- Given passage:
···

Table 1 Parameters of the hydraulic system

Table 2 Parameters of friction models of a hydraulic cylinder

In this study, the coupled system is integrated by incorporating the friction models of the hydraulic cylinder, as shown in Sect. 4. The parameters of the friction models are shown in Table 2, where the values are selected based on typical values found in the literature. Static friction models, that is, the Bengisu–Akay model and the Brown–McPhee friction model, do not require integration of additional variables other than the positions and pressures of the coupled system. On the other hand, dynamics friction models, that is, the LuGre model and the modified LuGre friction model, require additional variables to be integrated along with the coupled equations of motion. In the proposed integration scheme, the set of variables used to solve the equations of the coupled system (Sect. 4) are

$$\begin{aligned} \left. \begin{aligned} {\mathbf{x}}&= \left[ {\mathbf{z}}^{\text {T}}, \; {\mathbf{p}}^{\text {T}} \right] ^{\text {T}}\\&\quad \quad (\text {Bengisu--Akay and Brown--McPhee approaches})\\ {\mathbf{x}}&= \left[ {\mathbf{z}}^{\text {T}}, \; {\mathbf{p}}^{\text {T}}, \; {\mathbf{q}}^{\text {T}} \right] ^{\text {T}}\\&\quad \quad (\text {LuGre approach})\\ {\mathbf{x}}&= \left[ {\mathbf{z}}^{\text {T}}, \; {\mathbf{p}}^{\text {T}}, \; {\mathbf{q}}^{\text {T}}, \; {\mathbf{h}}^{\text {T}} \right] ^{\text {T}}\\&\quad \quad (\text {modified LuGre approach})\\ \end{aligned}\, \right\} . \end{aligned}$$

(47)

In the trapezoidal integration scheme, the error tolerance for the position is \(1 \times 10^{-7}\) rad; for the average bristle deflection and lubricant film thickness, it is \(1 \times 10^{-7}\) m; and for the pressure \(1 \times 10^{-2}\) Pa. The penalty factor, \(\alpha \), in Eq. (9) is considered as \(1 \times 10^{11}\) in this study. The voltage, which represents the relative spool position, is integrated using the trapezoidal rule, and the error tolerance is considered to be \(1 \times 10^{-7}\) V. All the approaches in this study are implemented in the Matlab environment.

···

- Data rows:
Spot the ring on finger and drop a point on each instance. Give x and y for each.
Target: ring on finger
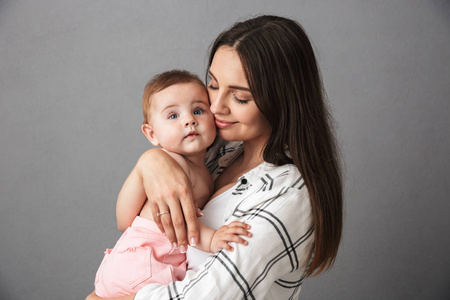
(162, 213)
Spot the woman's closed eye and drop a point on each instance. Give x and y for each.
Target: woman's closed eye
(238, 100)
(198, 111)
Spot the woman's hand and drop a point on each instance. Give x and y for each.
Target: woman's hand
(169, 189)
(230, 233)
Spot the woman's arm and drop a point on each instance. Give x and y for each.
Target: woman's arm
(168, 188)
(94, 296)
(280, 247)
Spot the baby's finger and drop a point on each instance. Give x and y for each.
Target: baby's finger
(154, 209)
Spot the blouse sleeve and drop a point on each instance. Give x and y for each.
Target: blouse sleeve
(280, 248)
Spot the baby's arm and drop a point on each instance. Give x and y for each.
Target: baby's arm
(130, 201)
(215, 240)
(132, 196)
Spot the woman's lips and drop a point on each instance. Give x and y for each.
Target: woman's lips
(192, 134)
(224, 124)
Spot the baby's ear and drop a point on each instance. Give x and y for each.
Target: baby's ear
(147, 130)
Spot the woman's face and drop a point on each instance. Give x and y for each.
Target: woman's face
(237, 116)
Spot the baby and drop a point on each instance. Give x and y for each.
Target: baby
(176, 118)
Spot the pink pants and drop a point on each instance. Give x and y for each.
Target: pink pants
(141, 256)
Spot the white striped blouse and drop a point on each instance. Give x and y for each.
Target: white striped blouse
(275, 202)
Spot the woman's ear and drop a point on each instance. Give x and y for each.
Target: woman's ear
(147, 130)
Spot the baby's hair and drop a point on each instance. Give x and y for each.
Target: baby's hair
(162, 81)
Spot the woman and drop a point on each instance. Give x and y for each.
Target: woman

···

In the passage on hydraulic cylinder friction models, which two friction models require additional variables to be integrated along with the coupled equations of motion?

- Reply:
The LuGre model and the modified LuGre friction model.